◆ PROBLEM SET:
A. Reproduce the passage of the router purchase article below from "Seventy percent of" to "the state money.".
B. In the router purchase article below, by how much did Verizon underbid Pomeroy?

◆ TEXT SHOWN:
=== Begin Enclosure ===

State agencies typically use the secondary bid process and existing statewide contracts for smaller purchases -- items such as computers and office furniture -- in the hundreds of thousands of dollars.

On Aug. 2, Allred sent a letter to Gianato, asking why state officials bypassed formal bidding procedures and selected a single type of router manufactured by Cisco. Allred also requested the names of those who took part in the decision.

Gianato said members of the state's "Grant Implementation Team" -- Gianato, former Commerce Secretary Kelley Goes, former Chief Technology Officer Kyle Schafer and Col. Mike Todorovich of the West Virginia National Guard -- decided to use the existing 2007 contract to purchase the routers.

At the team's request, the state technology office solicited bids for 1,064 high-end Cisco routers on the agency's "bulletin board." The request was never publicly advertised, and the state Purchasing Division never reviewed the bids.

Only two vendors - Verizon Network Integration and Pomeroy -- bid on the routers. Verizon sold the Cisco routers to the state, after bidding $800,000 less than Pomeroy.

In 2010, West Virginia received a $126.3 million federal stimulus grant to bring high--speed fiber-optic cable to 1,064 "community anchor institutions" -- schools libraries, state agencies, 911 centers, county courthouses, health-care clinics and other public facilities. The state used $24 million from the grant to purchase routers.

The Gazette has reported that the Cisco 3945 series routers were designed to serve a minimum of 500 users or Internet connections. But the state has installed the devices in some public facilities with only a handful of Internet connections.

Seventy percent of the routers, which funnel data from one computer network to another, wound up in schools and libraries.

Gianato has said that the Cisco routers are the appropriate size for all public facilities that have received the devices. He also has said the decision to purchase 1,064 routers of the same size saved the state money.

The U.S. Department of Commerce inspector general has started a review of the state's use of the $126.3 million stimulus grant. 

Auditors from the inspector general's office were scheduled to arrive in Charleston Monday night, according to state officials. The auditors plan to examine documents related to the router purchase throughout the week.

=== End Enclosure ===

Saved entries
=== Begin Enclosure ===

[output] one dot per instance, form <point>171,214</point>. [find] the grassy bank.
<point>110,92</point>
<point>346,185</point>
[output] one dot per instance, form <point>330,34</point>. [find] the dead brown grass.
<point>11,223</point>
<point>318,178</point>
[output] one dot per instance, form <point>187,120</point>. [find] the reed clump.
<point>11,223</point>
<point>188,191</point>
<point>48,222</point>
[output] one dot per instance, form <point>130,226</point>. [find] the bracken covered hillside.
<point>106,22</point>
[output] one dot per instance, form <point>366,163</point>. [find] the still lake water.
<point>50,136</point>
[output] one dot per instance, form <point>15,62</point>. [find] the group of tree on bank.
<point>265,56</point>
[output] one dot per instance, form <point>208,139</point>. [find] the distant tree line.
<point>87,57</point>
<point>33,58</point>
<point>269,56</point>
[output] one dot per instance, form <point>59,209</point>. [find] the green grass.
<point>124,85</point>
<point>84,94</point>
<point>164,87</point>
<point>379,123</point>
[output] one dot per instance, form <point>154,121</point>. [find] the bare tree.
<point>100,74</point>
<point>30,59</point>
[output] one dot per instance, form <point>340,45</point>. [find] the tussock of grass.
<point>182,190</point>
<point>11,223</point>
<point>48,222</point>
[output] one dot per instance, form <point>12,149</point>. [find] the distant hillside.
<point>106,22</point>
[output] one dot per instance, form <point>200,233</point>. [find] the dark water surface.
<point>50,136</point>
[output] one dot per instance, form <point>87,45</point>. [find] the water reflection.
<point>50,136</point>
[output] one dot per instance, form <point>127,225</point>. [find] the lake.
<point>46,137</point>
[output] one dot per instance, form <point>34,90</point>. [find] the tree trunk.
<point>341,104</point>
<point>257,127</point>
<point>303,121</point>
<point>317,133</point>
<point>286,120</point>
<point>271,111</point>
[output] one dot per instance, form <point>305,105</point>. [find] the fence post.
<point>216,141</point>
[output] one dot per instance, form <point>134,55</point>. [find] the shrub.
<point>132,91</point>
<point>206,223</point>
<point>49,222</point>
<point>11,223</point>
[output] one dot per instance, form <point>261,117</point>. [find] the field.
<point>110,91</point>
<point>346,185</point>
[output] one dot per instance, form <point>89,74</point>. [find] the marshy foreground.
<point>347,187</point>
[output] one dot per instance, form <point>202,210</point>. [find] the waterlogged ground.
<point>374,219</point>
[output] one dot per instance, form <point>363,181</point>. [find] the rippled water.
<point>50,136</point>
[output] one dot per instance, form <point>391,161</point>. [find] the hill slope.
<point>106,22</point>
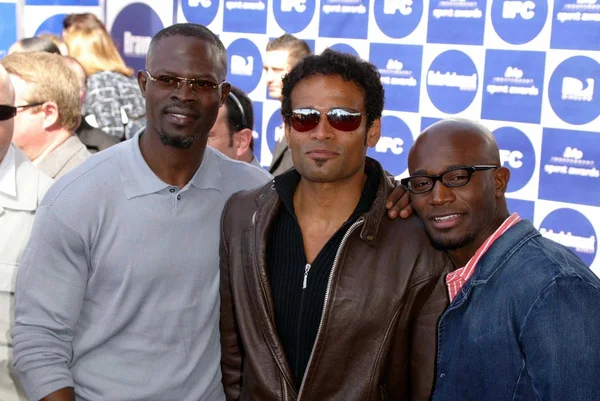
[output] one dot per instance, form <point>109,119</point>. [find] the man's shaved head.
<point>7,98</point>
<point>459,218</point>
<point>461,135</point>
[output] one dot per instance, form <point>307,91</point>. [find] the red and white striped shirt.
<point>459,277</point>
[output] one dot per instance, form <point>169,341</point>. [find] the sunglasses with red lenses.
<point>306,119</point>
<point>7,112</point>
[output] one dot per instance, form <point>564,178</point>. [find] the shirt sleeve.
<point>560,341</point>
<point>49,294</point>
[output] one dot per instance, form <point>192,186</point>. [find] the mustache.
<point>178,107</point>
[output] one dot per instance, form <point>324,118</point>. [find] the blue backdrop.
<point>526,69</point>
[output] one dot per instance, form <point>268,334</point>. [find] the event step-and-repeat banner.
<point>529,70</point>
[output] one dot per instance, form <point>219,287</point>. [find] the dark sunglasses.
<point>172,82</point>
<point>7,112</point>
<point>303,120</point>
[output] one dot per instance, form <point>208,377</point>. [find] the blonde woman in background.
<point>57,40</point>
<point>114,102</point>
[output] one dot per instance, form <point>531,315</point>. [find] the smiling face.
<point>326,154</point>
<point>462,217</point>
<point>276,65</point>
<point>182,116</point>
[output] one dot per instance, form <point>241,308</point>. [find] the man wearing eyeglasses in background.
<point>524,315</point>
<point>47,99</point>
<point>118,295</point>
<point>281,56</point>
<point>323,296</point>
<point>22,187</point>
<point>232,132</point>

=== End Enclosure ===

◆ ANSWERS BY ITEM:
A.
Seventy percent of the routers, which funnel data from one computer network to another, wound up in schools and libraries.

Gianato has said that the Cisco routers are the appropriate size for all public facilities that have received the devices. He also has said the decision to purchase 1,064 routers of the same size saved the state money.

B. $800,000